Source data:
──────

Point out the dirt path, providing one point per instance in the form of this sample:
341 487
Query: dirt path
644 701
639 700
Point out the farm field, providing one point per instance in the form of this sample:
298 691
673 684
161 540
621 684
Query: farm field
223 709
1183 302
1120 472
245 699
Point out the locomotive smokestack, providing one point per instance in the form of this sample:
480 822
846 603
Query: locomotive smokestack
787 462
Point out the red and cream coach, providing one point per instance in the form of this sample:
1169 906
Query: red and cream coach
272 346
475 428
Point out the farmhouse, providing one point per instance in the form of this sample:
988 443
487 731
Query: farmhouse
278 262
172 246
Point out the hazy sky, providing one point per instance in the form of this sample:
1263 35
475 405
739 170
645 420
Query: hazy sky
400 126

──────

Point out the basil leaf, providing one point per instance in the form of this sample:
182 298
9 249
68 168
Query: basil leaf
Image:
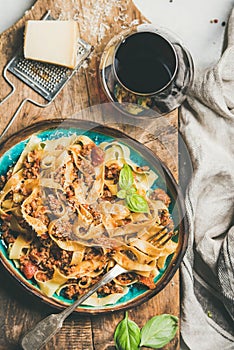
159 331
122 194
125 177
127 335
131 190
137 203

──────

**Problem to solve**: If a line in the records above includes the string "instance", copy it.

**Answer section**:
Point out the dirt path, providing one point per instance in the form of this sample:
Point out the farm field, providing one point per instance in the form of this sample:
Point out the locomotive smokestack, providing one point per instance in the form of this sample:
Point out the red and cream coach, providing one point per instance in the form of this sample:
Point out the farmhouse, providing one point per instance in the form of this sample:
Point out the hazy sky, providing one point per instance in the form of this sample:
Point out the basil leaf, providing one point per instance in the form of this sample:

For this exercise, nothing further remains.